What you are asked to do:
Recast all of the records below as a numbered list, leaving out any blank lines.
[Begin Input material]
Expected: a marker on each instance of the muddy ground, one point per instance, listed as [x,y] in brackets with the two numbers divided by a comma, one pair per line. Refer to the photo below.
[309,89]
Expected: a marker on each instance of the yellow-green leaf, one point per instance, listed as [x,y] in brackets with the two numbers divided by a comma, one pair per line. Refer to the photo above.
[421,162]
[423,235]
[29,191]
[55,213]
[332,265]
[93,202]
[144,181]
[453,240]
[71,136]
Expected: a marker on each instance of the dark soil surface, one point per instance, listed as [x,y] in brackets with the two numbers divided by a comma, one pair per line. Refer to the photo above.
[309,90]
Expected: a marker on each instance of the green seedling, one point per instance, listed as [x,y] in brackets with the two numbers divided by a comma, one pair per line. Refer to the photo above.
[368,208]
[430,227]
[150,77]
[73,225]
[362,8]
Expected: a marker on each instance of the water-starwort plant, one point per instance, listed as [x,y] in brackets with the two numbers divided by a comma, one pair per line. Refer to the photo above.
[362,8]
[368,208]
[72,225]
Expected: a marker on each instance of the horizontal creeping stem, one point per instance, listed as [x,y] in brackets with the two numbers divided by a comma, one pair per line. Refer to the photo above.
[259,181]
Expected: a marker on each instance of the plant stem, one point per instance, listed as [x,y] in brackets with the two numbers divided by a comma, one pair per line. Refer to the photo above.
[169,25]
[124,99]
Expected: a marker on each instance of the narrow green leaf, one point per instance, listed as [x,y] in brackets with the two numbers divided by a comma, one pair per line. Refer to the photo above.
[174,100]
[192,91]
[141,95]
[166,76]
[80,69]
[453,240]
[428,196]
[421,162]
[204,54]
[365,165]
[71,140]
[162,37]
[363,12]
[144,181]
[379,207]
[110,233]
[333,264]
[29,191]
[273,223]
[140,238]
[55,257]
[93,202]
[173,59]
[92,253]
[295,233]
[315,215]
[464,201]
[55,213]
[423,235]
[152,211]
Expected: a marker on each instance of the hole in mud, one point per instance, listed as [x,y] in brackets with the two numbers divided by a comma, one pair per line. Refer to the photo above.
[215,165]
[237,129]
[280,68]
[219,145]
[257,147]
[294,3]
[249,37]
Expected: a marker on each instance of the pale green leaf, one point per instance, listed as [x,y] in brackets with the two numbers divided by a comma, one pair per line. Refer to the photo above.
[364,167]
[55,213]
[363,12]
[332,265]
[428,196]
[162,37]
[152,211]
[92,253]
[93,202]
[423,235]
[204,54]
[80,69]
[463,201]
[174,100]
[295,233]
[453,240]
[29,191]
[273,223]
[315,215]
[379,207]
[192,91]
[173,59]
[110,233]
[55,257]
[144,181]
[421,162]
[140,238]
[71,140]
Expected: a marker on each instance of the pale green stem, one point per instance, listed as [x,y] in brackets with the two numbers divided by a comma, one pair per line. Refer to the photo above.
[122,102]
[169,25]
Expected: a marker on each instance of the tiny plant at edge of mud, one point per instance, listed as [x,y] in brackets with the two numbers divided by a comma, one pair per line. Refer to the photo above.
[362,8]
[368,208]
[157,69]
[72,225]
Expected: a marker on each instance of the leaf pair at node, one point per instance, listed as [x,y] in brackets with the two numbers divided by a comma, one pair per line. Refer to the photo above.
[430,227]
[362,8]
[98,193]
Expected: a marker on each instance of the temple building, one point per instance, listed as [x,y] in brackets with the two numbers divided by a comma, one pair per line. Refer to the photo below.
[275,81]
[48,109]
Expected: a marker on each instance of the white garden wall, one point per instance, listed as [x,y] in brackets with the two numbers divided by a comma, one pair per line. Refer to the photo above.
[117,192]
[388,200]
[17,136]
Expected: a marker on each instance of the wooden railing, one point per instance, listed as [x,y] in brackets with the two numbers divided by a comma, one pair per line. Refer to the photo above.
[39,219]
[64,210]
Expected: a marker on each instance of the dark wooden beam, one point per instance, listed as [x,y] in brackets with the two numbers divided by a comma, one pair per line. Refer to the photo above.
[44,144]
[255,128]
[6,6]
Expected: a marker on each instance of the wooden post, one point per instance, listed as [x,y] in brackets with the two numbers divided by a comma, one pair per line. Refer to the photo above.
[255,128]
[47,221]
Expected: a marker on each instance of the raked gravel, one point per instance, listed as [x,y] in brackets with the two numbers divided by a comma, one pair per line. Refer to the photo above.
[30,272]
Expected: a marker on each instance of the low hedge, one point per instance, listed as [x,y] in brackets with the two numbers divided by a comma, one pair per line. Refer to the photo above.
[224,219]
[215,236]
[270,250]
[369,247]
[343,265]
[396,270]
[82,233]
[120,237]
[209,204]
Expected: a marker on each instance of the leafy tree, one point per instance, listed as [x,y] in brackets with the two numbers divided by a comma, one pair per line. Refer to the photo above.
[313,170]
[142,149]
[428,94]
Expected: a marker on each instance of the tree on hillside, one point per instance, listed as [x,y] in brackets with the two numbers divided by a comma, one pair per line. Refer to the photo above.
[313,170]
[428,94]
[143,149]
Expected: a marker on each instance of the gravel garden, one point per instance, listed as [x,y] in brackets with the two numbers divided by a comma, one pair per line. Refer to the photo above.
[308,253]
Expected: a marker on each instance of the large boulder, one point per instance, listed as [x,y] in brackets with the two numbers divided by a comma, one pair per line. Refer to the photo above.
[End Input material]
The output:
1. Expected: a marker on each instance of the muddy ground, one point per instance, listed as [x,y] in brackets with the two numbers divided by a comma, one pair per line. Refer to the photo below.
2. [309,89]
3. Expected: a marker on each instance of the yellow-green leaf, one point per instance, listed as [x,y] in brackets with the two numbers divided by a comma, one pair per line. Refer to the photo above.
4. [421,162]
5. [423,235]
6. [29,191]
7. [55,213]
8. [332,265]
9. [93,202]
10. [144,181]
11. [453,240]
12. [71,136]
13. Expected: a marker on each instance of the dark soil surface, one point per instance, listed as [x,y] in brackets with the two numbers divided by a comma, one pair per line. Refer to the photo above.
14. [309,90]
15. Expected: a marker on each instance of the green seedling, one point per instance, listed as [x,y] in brackets with the two numbers divided by a comma, one pair per line. Refer to the photo above.
16. [368,208]
17. [430,227]
18. [150,77]
19. [73,225]
20. [362,8]
21. Expected: a marker on each instance of the water-starwort plant, one point per instance, listed as [x,y] in brackets with the two numbers divided by a comma, one pair per line. Refer to the photo above.
22. [362,8]
23. [368,208]
24. [72,225]
25. Expected: a marker on each instance of the horizontal creeping stem, one point per instance, listed as [x,y] in brackets with the two numbers divided by a comma, one pair per line. Refer to the photo above.
26. [259,181]
27. Expected: a marker on each instance of the plant stem, one point per instance, listed as [x,y] in brackets with the two numbers divided by a comma, one pair per line. Refer to the photo above.
28. [169,25]
29. [124,99]
30. Expected: a marker on each instance of the narrow green leaf, one point per instance, listed as [x,y] in brackets with the two numbers divided by a comma, one pair per line. Refer to the photo above.
31. [174,100]
32. [192,91]
33. [141,95]
34. [166,76]
35. [80,69]
36. [453,240]
37. [428,196]
38. [421,162]
39. [204,54]
40. [365,165]
41. [71,140]
42. [162,37]
43. [363,12]
44. [144,181]
45. [379,207]
46. [110,233]
47. [333,264]
48. [29,191]
49. [273,223]
50. [140,238]
51. [55,257]
52. [93,202]
53. [173,59]
54. [92,253]
55. [295,233]
56. [315,215]
57. [464,201]
58. [55,213]
59. [423,235]
60. [152,211]
61. Expected: a marker on each instance of the hole in mud, one point per instance, listed as [x,y] in brackets with the two numbers divided by a comma, one pair per line. Refer to the photo above.
62. [215,165]
63. [237,129]
64. [280,68]
65. [219,145]
66. [257,147]
67. [294,3]
68. [249,37]
69. Expected: a marker on each instance of the pale green leaf, one point per instance, listed as [x,y] in brackets with the two numbers divided by a comma, one pair per line. Refer to the photo above.
70. [364,167]
71. [55,213]
72. [363,12]
73. [332,265]
74. [428,196]
75. [162,37]
76. [152,211]
77. [92,253]
78. [93,202]
79. [423,235]
80. [204,54]
81. [80,69]
82. [463,201]
83. [174,100]
84. [295,233]
85. [453,240]
86. [29,191]
87. [273,223]
88. [315,215]
89. [379,207]
90. [192,91]
91. [173,59]
92. [110,233]
93. [55,257]
94. [144,181]
95. [421,162]
96. [140,238]
97. [71,140]
98. Expected: a marker on each instance of the pale green stem, one point per instance, listed as [x,y] in brackets with the two numbers divided by a comma, one pair per line. Refer to the photo above.
99. [122,102]
100. [169,25]
101. Expected: a marker on each instance of the tiny plant at edge of mud, one point per instance, listed as [x,y] in brackets with the two numbers divided by a comma, one pair per line. Refer to the photo above.
102. [362,8]
103. [368,208]
104. [157,69]
105. [72,225]
106. Expected: a marker on each instance of the leaf pair at node, one point per instance, listed as [x,y] in brackets with the two numbers divided by a comma, one pair per line. Refer to the photo above.
107. [430,227]
108. [362,8]
109. [98,193]
110. Expected: a marker on each instance of the temple building, one point per instance, listed as [x,y] in brackets with the two numbers divided by a comma, one pair per line. Refer to the photo below.
111. [275,81]
112. [48,109]
113. Expected: a marker on each instance of the white garden wall, one point per instance, listed as [x,y] in brackets with the two numbers divided by a comma, one pair per line. Refer to the photo above.
114. [117,192]
115. [388,200]
116. [17,136]
117. Expected: a marker on each instance of the wooden railing, one point per instance, listed as [x,y] in brackets with the two numbers divided by a comma, one pair per line. Refer to the photo above.
118. [39,219]
119. [64,210]
120. Expected: a marker on each instance of the dark wooden beam, one point per instance, listed as [x,y] in brackets with the two numbers divided by a comma, one pair per line. Refer to the photo above.
121. [44,144]
122. [255,128]
123. [6,6]
124. Expected: a marker on each instance of the wooden post, one point per instance, listed as [x,y] in brackets with the two numbers divided by a comma, one pair per line. Refer to the photo above.
125. [255,128]
126. [47,221]
127. Expected: a marker on each instance of the raked gravel, one point per instance, listed as [x,y] in brackets with the two numbers divided by a comma, one pair per line. Refer to the photo above.
128. [30,272]
129. Expected: a marker on each instance of the low hedge, one point per instance, listed as [x,y] in brackets with the two numbers divided by a comma, one pair per line. Refer to the photo above.
130. [224,219]
131. [215,236]
132. [270,250]
133. [369,247]
134. [343,265]
135. [396,270]
136. [82,233]
137. [120,237]
138. [209,204]
139. Expected: a marker on each instance of the leafy tree, one point per instance, listed as [x,y] in brackets with the two numbers divided by a comma, one pair per line. Refer to the photo above.
140. [313,170]
141. [142,149]
142. [428,94]
143. Expected: a marker on each instance of the tree on hillside, one point per instance, listed as [x,y] in brackets with the two numbers divided by a comma, one pair per line. Refer to the photo above.
144. [313,170]
145. [428,94]
146. [143,149]
147. Expected: a marker on each instance of the gravel garden, one point per instance, listed as [x,y] in brackets with the two numbers divided by a comma, one pair per line. Refer to the photo above.
148. [308,253]
149. Expected: a marker on each instance of the large boulder, one point per instance, listed as [x,y] in brackets with the two numbers divided by a comma, one pair per line. Refer to the photo above.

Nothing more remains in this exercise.